◆ Written exercise ◆
Please rewrite the data from the line with "the tree trunk" to the line with "<point>18,231</point>", changing "bare tree" to "leafless tree" and leaving everything else the same.

◆ Data shown ◆
--------------------------------
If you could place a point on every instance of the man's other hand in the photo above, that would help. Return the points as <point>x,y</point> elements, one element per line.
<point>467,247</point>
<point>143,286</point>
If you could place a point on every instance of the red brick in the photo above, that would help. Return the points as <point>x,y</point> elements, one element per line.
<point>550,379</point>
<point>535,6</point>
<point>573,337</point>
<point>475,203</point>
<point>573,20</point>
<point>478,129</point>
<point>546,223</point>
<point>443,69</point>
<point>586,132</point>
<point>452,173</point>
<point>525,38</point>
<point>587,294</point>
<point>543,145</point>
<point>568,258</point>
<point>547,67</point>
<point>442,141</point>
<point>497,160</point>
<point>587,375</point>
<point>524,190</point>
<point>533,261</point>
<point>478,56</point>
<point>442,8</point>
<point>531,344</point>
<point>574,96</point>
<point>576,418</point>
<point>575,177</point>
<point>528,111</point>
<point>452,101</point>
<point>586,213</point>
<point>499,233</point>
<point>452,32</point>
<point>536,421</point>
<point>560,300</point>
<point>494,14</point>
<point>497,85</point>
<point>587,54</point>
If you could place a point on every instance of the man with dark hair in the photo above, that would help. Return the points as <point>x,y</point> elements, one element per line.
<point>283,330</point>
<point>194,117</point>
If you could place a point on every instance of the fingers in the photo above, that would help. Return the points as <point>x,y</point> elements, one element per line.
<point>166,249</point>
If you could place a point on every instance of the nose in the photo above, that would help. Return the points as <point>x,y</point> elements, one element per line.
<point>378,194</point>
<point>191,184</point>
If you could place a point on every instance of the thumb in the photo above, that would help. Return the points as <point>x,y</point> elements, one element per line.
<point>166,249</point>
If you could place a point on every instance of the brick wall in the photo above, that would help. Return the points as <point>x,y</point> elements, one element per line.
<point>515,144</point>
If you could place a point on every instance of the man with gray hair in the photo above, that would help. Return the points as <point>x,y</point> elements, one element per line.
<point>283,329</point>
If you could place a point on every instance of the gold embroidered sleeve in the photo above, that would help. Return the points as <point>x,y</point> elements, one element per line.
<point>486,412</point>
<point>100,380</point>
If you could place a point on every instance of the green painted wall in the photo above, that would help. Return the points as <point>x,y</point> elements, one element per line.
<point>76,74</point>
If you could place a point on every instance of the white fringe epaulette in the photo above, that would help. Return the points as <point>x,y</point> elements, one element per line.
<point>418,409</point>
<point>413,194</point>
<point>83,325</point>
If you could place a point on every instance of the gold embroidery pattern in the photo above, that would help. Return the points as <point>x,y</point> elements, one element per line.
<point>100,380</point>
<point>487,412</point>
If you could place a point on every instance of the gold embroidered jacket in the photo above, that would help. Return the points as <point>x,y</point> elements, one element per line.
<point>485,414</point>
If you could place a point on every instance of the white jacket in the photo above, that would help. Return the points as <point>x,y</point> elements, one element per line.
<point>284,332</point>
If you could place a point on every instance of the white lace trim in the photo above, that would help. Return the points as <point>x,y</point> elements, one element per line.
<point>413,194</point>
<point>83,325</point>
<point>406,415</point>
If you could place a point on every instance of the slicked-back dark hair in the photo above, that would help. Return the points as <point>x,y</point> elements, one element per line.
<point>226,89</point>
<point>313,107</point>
--------------------------------
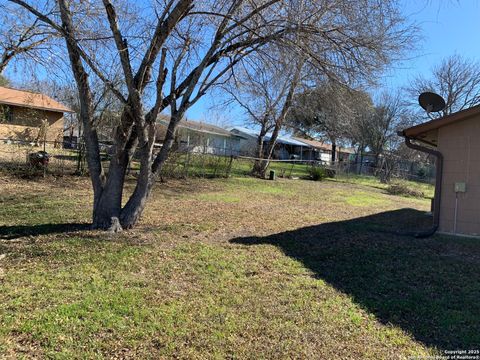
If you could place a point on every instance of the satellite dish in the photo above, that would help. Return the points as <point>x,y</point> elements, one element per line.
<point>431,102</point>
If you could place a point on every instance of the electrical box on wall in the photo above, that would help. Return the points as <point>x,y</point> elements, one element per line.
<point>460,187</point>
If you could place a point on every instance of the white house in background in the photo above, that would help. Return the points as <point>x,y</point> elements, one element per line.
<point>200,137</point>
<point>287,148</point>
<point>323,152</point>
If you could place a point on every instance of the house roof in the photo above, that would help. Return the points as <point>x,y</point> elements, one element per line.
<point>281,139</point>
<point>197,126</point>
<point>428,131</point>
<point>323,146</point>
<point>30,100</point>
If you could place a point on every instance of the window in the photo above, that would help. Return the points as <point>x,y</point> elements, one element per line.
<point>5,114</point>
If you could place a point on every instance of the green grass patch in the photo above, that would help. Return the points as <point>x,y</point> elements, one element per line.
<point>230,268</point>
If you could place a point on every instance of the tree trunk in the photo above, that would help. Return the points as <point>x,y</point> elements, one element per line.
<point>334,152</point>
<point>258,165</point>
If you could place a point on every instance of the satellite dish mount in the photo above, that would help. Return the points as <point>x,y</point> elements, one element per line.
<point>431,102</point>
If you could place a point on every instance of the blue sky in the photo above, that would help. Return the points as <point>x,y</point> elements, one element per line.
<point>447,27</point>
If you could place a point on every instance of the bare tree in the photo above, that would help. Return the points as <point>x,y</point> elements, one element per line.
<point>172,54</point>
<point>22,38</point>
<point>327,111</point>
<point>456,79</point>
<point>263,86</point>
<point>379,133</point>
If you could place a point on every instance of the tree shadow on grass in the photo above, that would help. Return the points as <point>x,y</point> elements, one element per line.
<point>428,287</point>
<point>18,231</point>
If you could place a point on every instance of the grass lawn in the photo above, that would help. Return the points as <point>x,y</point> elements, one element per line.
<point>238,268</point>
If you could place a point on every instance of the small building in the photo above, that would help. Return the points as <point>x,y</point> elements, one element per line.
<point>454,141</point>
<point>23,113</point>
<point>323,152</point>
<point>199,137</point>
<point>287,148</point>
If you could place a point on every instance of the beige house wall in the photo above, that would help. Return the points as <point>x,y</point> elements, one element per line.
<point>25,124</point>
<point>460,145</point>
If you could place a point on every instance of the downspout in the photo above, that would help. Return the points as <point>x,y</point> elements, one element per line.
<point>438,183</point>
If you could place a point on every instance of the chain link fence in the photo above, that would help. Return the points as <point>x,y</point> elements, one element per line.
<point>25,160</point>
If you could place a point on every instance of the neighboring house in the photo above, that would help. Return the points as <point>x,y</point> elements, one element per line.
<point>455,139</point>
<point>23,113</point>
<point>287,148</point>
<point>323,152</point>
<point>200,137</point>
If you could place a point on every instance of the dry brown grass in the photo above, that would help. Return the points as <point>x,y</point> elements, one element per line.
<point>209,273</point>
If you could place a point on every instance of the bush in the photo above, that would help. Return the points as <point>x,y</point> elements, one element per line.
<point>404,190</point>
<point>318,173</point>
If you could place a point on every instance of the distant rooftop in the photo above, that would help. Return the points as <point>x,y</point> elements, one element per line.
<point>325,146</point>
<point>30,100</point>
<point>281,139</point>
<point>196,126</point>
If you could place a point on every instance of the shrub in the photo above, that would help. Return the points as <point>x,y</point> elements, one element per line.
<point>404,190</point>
--------------------------------
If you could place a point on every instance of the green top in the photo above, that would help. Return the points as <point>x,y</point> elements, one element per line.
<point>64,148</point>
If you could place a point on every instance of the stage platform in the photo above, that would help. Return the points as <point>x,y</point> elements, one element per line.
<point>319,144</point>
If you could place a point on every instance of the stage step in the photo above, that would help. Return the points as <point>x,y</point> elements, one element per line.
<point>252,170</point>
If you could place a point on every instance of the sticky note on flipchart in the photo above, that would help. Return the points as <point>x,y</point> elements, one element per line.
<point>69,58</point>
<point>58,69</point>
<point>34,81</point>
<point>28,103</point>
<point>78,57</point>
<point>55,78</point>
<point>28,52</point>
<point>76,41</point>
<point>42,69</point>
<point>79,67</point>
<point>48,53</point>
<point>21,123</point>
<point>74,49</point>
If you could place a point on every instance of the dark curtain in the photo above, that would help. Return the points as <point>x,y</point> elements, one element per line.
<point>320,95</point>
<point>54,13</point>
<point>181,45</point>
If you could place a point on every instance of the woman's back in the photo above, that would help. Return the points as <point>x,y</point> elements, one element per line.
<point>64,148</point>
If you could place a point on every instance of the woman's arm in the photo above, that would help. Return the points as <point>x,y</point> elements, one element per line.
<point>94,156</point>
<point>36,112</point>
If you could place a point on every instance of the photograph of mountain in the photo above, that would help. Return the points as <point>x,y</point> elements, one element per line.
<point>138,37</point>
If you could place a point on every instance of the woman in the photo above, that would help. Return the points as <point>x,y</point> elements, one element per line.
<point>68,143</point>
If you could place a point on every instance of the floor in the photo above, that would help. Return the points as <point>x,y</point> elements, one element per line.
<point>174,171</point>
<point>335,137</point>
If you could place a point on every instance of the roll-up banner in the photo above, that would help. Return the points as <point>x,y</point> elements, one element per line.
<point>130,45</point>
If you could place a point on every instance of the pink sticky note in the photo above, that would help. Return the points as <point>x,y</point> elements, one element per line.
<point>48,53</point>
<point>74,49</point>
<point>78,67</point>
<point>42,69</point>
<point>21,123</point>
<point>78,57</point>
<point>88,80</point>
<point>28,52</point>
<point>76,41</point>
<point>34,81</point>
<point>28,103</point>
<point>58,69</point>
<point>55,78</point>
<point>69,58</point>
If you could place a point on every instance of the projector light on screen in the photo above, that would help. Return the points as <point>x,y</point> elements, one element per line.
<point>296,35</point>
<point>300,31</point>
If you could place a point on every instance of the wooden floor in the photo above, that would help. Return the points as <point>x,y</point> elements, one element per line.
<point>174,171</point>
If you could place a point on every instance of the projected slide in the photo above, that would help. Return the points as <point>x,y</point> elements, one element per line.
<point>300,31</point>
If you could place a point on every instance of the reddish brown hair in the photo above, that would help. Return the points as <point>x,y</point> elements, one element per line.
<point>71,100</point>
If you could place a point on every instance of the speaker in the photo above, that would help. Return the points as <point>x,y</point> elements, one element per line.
--------------------------------
◆ Result below ◆
If you could place a point on every instance of the tree trunk in the photo above, that would help. Return the points as <point>x,y</point> elements, one element per line.
<point>334,152</point>
<point>258,165</point>
If you could place a point on every instance of the satellite dish mount in the photo above, that would help. Return the points as <point>x,y</point> elements, one element per line.
<point>431,102</point>
If you could place a point on every instance of the blue sky in the photo above, that would help. Return the points as <point>x,y</point> elements, one element per line.
<point>447,27</point>
If you could place a point on every instance of the leafless tree in the photo above, that would help. Return the points as <point>x,y</point> elements, one element per line.
<point>172,54</point>
<point>22,38</point>
<point>327,111</point>
<point>456,79</point>
<point>263,86</point>
<point>379,133</point>
If you could place a point on every instance of the tree shadow on grass in the photo above, that would help. Return the points as <point>x,y</point> elements, one element per line.
<point>428,287</point>
<point>18,231</point>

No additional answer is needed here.